Hi,
I wonder if anyone can help. I am trying to analyse my NGS tag sequencing data. We have a list of aligned genes with read counts, read counts per million for two different cell types (lets call them X and Y) and the fold changes in gene expression between them. We are mainly interested in one of the cell types (X) more than the other in that we want to know which genes are enriched in X as compared to Y.
However, the data we get back from the GeneProf programme has a considerable number of zeros for tag counts for aligned genes in both X and Y cell types. Obviously, GeneProf can't compute the fold change when either of the tag counts has a zero which means I have a large amount of blank fold changes. Is there a standard way of dealing with this? If I set all the zeros to a constant of 1, will this skew some of my fold changes? Alternatively, I thought I could set all the zeros to a constant of a really small number such as 0.0000000001 or something, but then the fold changes I get will be massive numbers so not sure if that is any good either?
Can anyone help?
Thank you for your reply Istvan,
I was under the impression that statistics could not be done if you only have one replicate for each cell type/condition etc? I was hoping to take the fold changes and do Kernel Density plots to look at the distribution of fold changes to try and identify a fold change that is "significant" compared to the rest as I understand that DESeq and Cuffdiff are meaningless without technical/biological replicates.
However, if you have any other strategy for this analysis then I'm very open to suggestions!
Ok that is now a different issue altogether - the first is what to do with zero counts, the second question is what to do if I don't have replicates. That is unrelated to the first, and it actually questions the data even more. If you don't have replicates the reliability of fold change is even worse as your errors will add up quadratically and you don't have any way to mitigate that.
The reason so many tools don't work without replicates is that one cannot infer anything useful without them.
The one potential way to use data with no replicates is to validate hypotheses derived by other means. So instead of this data being the driver for hypothesis discovery it becomes the means of validating a hypothesis derived in a different way.

Required work
A) According to the forum thread, why is a fold change even less reliable when there are no replicates? Answer in one to three sentences.
B) Reproduce the forum thread from "However, if you" to "to mitigate that.".

Data listing
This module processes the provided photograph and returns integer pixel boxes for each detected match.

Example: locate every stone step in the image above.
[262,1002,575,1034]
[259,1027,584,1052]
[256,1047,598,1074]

Per-task answers
A) Without replicates, the errors add up quadratically. There is also no way to mitigate them.

B)
However, if you have any other strategy for this analysis then I'm very open to suggestions!
Ok that is now a different issue altogether - the first is what to do with zero counts, the second question is what to do if I don't have replicates. That is unrelated to the first, and it actually questions the data even more. If you don't have replicates the reliability of fold change is even worse as your errors will add up quadratically and you don't have any way to mitigate that.